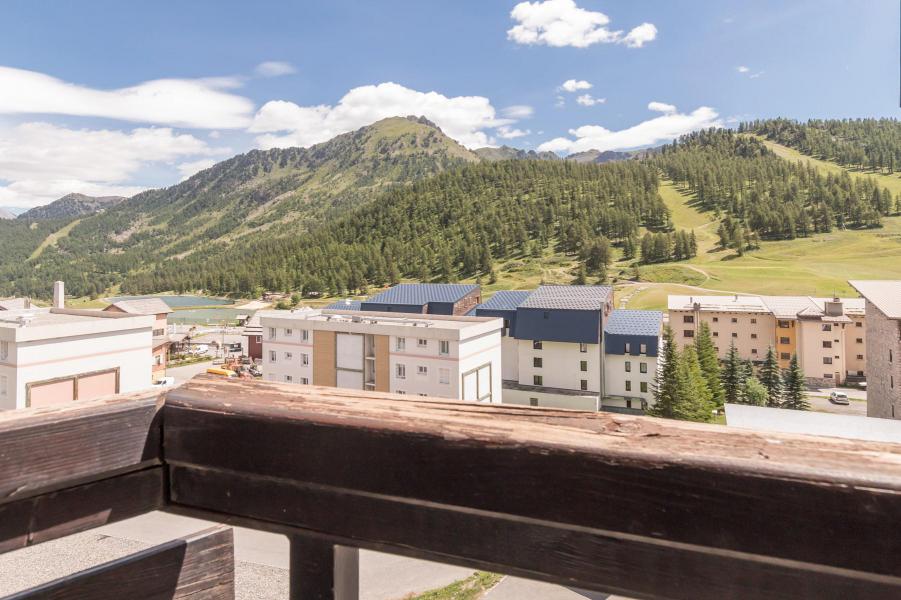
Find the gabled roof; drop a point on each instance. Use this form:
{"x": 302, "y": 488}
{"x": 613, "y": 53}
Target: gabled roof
{"x": 142, "y": 306}
{"x": 884, "y": 295}
{"x": 344, "y": 305}
{"x": 634, "y": 322}
{"x": 568, "y": 297}
{"x": 420, "y": 294}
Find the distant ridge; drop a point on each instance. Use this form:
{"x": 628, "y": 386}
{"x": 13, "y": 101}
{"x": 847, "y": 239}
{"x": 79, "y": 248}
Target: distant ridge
{"x": 69, "y": 206}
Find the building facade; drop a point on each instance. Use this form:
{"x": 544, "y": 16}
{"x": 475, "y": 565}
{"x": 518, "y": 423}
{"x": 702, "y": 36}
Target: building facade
{"x": 443, "y": 356}
{"x": 883, "y": 346}
{"x": 827, "y": 334}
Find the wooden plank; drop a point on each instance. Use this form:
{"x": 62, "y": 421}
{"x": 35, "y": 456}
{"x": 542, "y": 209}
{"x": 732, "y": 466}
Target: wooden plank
{"x": 44, "y": 449}
{"x": 64, "y": 512}
{"x": 612, "y": 562}
{"x": 319, "y": 570}
{"x": 199, "y": 567}
{"x": 778, "y": 496}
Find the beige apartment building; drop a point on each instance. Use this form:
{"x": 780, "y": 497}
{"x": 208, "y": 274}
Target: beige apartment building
{"x": 827, "y": 334}
{"x": 883, "y": 346}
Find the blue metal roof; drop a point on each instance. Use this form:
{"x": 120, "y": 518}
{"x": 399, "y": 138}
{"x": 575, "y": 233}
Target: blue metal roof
{"x": 634, "y": 322}
{"x": 568, "y": 297}
{"x": 344, "y": 305}
{"x": 423, "y": 293}
{"x": 505, "y": 300}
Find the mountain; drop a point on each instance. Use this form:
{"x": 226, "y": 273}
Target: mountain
{"x": 71, "y": 206}
{"x": 508, "y": 153}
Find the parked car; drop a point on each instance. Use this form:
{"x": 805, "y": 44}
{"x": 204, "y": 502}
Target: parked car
{"x": 839, "y": 398}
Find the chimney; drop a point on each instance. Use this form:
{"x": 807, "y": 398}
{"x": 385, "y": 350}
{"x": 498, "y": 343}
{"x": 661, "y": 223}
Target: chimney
{"x": 59, "y": 294}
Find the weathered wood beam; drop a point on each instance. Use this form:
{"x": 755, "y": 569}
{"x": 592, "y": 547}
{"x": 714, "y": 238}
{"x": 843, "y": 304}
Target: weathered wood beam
{"x": 196, "y": 567}
{"x": 591, "y": 491}
{"x": 47, "y": 449}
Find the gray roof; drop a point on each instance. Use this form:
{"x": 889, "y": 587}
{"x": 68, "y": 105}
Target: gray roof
{"x": 143, "y": 306}
{"x": 505, "y": 300}
{"x": 423, "y": 293}
{"x": 634, "y": 322}
{"x": 344, "y": 305}
{"x": 568, "y": 297}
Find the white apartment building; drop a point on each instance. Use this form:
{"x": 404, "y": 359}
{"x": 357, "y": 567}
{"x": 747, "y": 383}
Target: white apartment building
{"x": 56, "y": 355}
{"x": 453, "y": 357}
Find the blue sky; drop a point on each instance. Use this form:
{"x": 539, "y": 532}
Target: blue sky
{"x": 113, "y": 97}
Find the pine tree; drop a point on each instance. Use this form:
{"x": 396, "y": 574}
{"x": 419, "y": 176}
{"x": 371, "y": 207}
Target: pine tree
{"x": 733, "y": 376}
{"x": 771, "y": 378}
{"x": 710, "y": 364}
{"x": 666, "y": 385}
{"x": 793, "y": 382}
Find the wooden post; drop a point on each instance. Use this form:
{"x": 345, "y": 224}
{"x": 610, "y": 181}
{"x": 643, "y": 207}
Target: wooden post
{"x": 320, "y": 570}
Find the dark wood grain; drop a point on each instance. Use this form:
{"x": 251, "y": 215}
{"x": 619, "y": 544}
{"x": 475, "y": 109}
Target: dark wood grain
{"x": 51, "y": 448}
{"x": 196, "y": 567}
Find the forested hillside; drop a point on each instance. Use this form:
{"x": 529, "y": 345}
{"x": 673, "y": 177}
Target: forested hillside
{"x": 858, "y": 143}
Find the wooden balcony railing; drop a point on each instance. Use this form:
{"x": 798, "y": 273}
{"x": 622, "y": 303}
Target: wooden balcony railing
{"x": 643, "y": 507}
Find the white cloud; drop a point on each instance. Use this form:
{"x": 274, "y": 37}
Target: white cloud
{"x": 659, "y": 129}
{"x": 463, "y": 118}
{"x": 561, "y": 23}
{"x": 274, "y": 68}
{"x": 661, "y": 107}
{"x": 43, "y": 161}
{"x": 641, "y": 35}
{"x": 197, "y": 103}
{"x": 509, "y": 133}
{"x": 589, "y": 100}
{"x": 573, "y": 85}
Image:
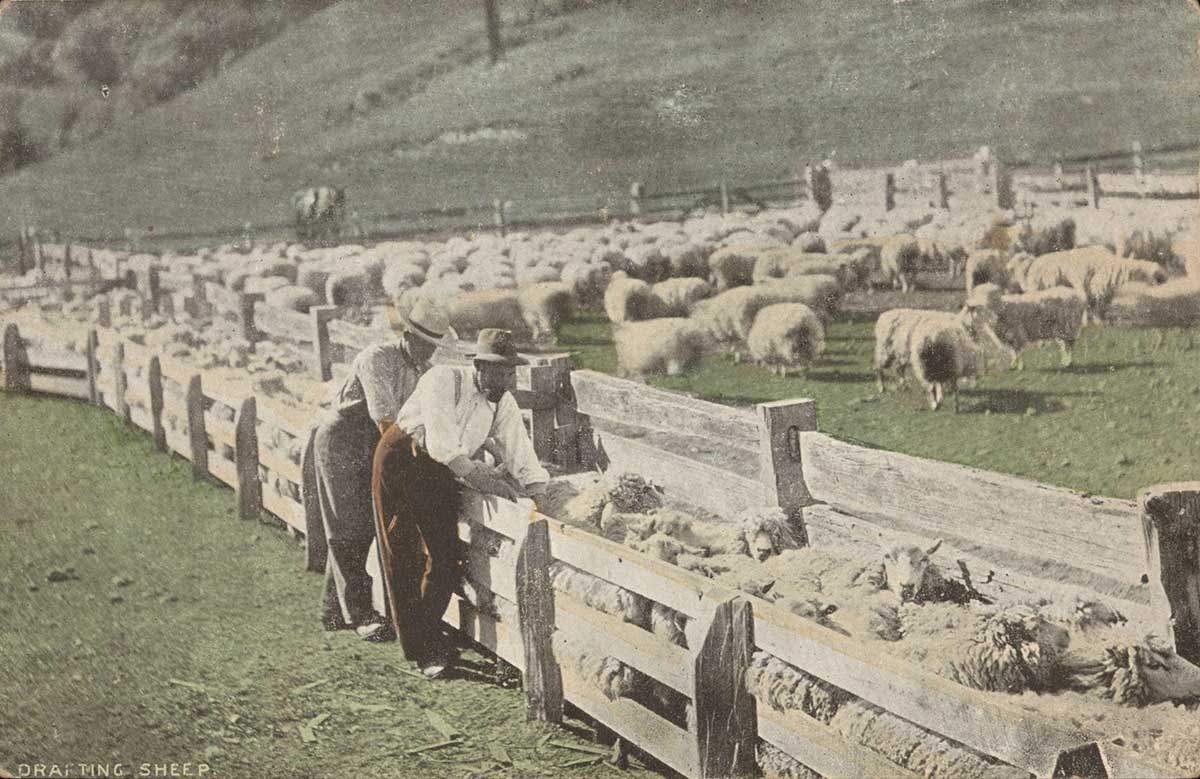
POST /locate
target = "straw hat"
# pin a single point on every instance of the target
(426, 319)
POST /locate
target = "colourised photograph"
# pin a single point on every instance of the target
(683, 389)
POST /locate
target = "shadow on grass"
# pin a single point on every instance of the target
(1013, 401)
(839, 377)
(1102, 367)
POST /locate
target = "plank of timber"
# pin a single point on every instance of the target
(629, 643)
(220, 431)
(64, 385)
(137, 357)
(280, 465)
(1091, 534)
(47, 358)
(821, 749)
(223, 469)
(283, 324)
(648, 407)
(1170, 520)
(492, 573)
(485, 629)
(287, 418)
(726, 725)
(141, 417)
(981, 720)
(285, 508)
(535, 617)
(689, 480)
(636, 724)
(659, 581)
(179, 443)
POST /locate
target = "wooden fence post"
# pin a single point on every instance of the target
(726, 715)
(1002, 185)
(323, 360)
(1093, 187)
(21, 251)
(245, 454)
(199, 309)
(315, 543)
(820, 186)
(103, 311)
(1083, 762)
(93, 367)
(535, 612)
(119, 382)
(541, 383)
(197, 431)
(154, 383)
(780, 425)
(636, 191)
(498, 216)
(16, 360)
(1170, 527)
(246, 301)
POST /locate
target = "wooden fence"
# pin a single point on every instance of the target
(945, 184)
(774, 455)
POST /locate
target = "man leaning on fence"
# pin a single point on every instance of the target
(381, 379)
(438, 441)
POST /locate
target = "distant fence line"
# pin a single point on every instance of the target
(1006, 184)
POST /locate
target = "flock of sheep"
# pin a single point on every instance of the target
(1069, 654)
(765, 287)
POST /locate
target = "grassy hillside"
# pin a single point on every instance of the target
(667, 93)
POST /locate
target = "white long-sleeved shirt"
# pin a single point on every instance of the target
(382, 376)
(451, 418)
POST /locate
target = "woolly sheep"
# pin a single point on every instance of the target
(629, 299)
(667, 345)
(545, 306)
(1175, 304)
(400, 276)
(786, 336)
(809, 243)
(987, 267)
(1018, 321)
(900, 261)
(474, 311)
(676, 297)
(1134, 673)
(733, 265)
(588, 281)
(1012, 648)
(934, 345)
(292, 298)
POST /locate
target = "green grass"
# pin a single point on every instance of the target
(211, 601)
(1125, 417)
(675, 95)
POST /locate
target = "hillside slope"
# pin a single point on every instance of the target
(363, 94)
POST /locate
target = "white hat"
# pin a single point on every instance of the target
(426, 319)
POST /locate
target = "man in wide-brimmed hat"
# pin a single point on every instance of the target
(381, 379)
(435, 447)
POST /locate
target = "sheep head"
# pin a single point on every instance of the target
(905, 568)
(1143, 673)
(765, 533)
(631, 493)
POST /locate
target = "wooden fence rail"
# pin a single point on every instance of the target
(243, 435)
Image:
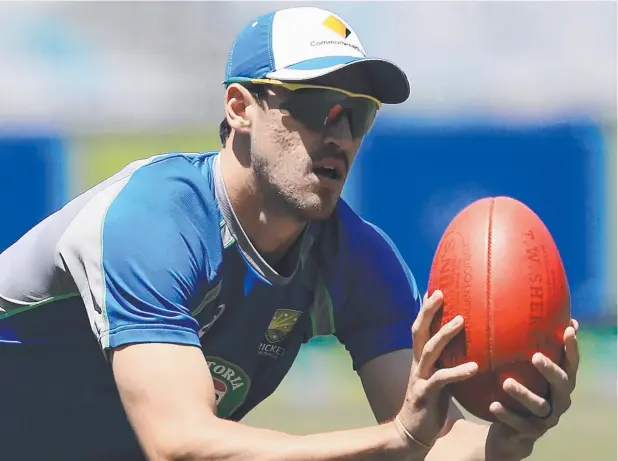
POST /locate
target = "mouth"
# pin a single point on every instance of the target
(327, 172)
(330, 168)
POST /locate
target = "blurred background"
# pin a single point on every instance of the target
(508, 98)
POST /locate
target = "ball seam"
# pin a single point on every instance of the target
(489, 303)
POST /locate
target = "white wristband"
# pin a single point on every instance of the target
(410, 436)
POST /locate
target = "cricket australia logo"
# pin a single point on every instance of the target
(231, 385)
(280, 327)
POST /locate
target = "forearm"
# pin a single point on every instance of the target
(464, 442)
(228, 441)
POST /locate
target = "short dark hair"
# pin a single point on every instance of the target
(258, 91)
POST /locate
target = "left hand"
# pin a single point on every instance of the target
(514, 435)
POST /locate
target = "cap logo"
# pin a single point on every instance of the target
(335, 24)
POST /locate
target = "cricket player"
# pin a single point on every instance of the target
(146, 317)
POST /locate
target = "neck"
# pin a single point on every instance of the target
(268, 231)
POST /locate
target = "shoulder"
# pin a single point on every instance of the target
(366, 247)
(161, 206)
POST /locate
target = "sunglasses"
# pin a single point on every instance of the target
(317, 106)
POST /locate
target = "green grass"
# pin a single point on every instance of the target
(322, 393)
(97, 157)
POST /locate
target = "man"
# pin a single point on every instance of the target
(150, 314)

=== Descrizione del problema ===
Seleziona ogni riga delle voci qui sopra che contiene la parola "balcony".

=== Risposta corretta ===
Find the wooden balcony railing; drop a point on each instance. Use this form:
Target: wooden balcony railing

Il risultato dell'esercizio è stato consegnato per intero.